### TEXT PASSAGE
Sound reproducer for high definition television

A sound reproducer is disclosed for a Hi-vision 3-1 sound system composed of an audio signal decoding unit coupled with an AV amplifier, which amplifier has a surround processor and is originally arranged for reproducing surrounding sounds from two-channel stereophonic audio signals of the Dolby.RTM. surround system, wherein volume controllers for controlling right and left rear Hi-vision audio signals of monaural and a center front Hi-vision audio signal, and first through third switching circuits for selecting outputs of the audio signal decoding units, are provided in case of reproducing sounds of the Hi-vision 3-1 sound system, or outputs of the surround processor, in case of reproducing sounds of the two-channel sound surround system, for providing the acoustic balance of the audio signals when the first through third switching circuits are switched to reproduce the sounds of the Hi-vision 3-1 sound system.

BACKGROUND OF THE INVENTION 
1. Field of the Invention 
This invention relates to a sound reproducer for a high definition 
television (hereinafter referred to as "Hi-vision") system and, more 
particularly, to a sound reproducer of the type for reproducing 
surrounding sounds in accordance with a Hi-vision sound system by making 
use of an Audio-Video (AV) amplifier originally arranged for the Dolby 
(registered trademark) surround system which is one of two-channel sound 
surround systems. 
i. Description of the Prior Art 
The Hi-vision system is a television system proposed for the next 
generation of television systems and is capable of reproducing powerful, 
fine-grained, rich with colors and high-definition images in a large-sized 
display as compared with the existing television systems. Accordingly, it 
is required to provide a sound reproducer of the Hi-vision system with a 
sense of presence and high quality fit for the high quality Hi-vision 
images. 
To study a sound reproducing system suitable for the Hi-vision images, 
experiments for evaluating a number of stereophonic sound reproducing 
systems have been implemented in order to determine the optimum number 
audio channels to be employed and an arrangement of speakers. Through 
these experiments, it was found that a 3-1 sound reproducing system is the 
most suitable in all respects, for reproducing a surrounding sound effect 
for the Hi-vision images. The 3-1 sound reproducing system has an optimum 
number of three audio channels and an optimum arrangement of speakers such 
that three front speakers for the three audio channels and two rear 
speakers for a monaural audio channel. In the arrangement of the front and 
rear speakers, two speakers are arranged at the right (R) front and left 
(L) front of the listener and that one speaker at the center (C) front, 
while two speakers are arranged at the right (R) rear and left (L) rear of 
the listener.

### PROBLEM SET
1. In the Hi-vision sound reproducer text, shorten the paragraph beginning "The Hi-vision system is a television system proposed" to two sentences, keeping its main facts.
2. Continue the Hi-vision sound reproducer text from its final sentence.

### PROVIDED DATA
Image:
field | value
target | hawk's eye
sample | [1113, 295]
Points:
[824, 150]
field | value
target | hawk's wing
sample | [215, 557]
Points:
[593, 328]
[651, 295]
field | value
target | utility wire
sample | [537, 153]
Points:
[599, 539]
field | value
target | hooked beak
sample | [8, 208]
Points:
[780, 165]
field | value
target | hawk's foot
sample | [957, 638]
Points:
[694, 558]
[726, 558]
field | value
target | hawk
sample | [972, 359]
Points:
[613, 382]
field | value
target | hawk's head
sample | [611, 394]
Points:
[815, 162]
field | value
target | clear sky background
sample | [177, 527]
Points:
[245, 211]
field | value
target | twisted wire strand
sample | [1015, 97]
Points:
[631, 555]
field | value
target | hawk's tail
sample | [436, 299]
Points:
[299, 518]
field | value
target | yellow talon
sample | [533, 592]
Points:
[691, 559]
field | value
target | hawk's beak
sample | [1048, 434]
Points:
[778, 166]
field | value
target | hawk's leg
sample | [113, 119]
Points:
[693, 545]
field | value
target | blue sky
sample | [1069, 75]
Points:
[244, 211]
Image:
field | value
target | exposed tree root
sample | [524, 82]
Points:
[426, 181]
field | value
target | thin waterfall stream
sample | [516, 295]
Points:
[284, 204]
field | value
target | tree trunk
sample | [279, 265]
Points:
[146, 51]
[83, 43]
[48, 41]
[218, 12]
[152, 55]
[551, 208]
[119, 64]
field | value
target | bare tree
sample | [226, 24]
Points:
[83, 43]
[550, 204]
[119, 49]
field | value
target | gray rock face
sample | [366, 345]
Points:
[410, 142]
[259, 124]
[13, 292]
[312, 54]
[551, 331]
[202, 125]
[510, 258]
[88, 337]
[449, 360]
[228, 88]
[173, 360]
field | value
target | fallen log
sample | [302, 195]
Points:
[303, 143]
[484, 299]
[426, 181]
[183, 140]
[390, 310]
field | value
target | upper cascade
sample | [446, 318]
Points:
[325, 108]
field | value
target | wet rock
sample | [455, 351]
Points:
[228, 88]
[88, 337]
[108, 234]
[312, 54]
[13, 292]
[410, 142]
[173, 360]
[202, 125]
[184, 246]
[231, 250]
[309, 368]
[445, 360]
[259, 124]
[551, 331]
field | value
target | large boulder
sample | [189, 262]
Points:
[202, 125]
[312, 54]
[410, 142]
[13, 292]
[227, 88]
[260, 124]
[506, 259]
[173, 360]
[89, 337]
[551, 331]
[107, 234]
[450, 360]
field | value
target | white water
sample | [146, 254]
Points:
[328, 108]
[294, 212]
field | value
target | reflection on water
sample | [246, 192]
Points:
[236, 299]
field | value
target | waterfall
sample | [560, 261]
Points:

### RESPONSE LIST
1. The Hi-vision system, proposed as the next generation of television, can show powerful, fine-grained, colorful, high-definition images on a large display compared with existing television systems. A Hi-vision sound reproducer therefore needs a sense of presence and high quality that fit those images.

2.
The Hi-vision 3-1 sound system is a kind of four-channel stereophonic sound 
reproducing system consisting of three front audio channels and one rear 
audio channel and is capable of realizing a so-called surrounding sound 
effect fit for Hi-vision images as if the listener were in the midst of 
the reproduced sounds. 
In order to reproduce audio signals in accordance with the Hi-vision 3-1 
sound system by employing a two-channel stereophonic amplifier, it is 
necessary to adapt at least three amplifiers in total, one amplifier for 
the right and left front audio signals, one amplifier for the center front 
audio signal and one amplifier for the right and left rear audio signals, 
thus resulting in a large-scaled sound reproducing system. 
As an alternative to the above, it may be thought of by those skilled in 
the art to adapt an AV (audio and video) amplifier employed in the Dolby 
surround system, wherein three front audio channels of L, R and C and one 
rear audio channel reproduced are for making four audio channels in total. 
However, as shown in FIG. 2, the AV amplifier for use in the Dolby 
surround system converts two-channel stereophonic sound signals of SL and 
SR, which are fed to input terminals of 1a and 1b, into four-channel, five 
signals by means of a contained surround processor 2, wherein the five 
signals are Right and Left front signals of FR and FL, Right and Left rear 
signals of RR and RL, whereas RR and RL are the same signal, and a Center 
front signal of FC.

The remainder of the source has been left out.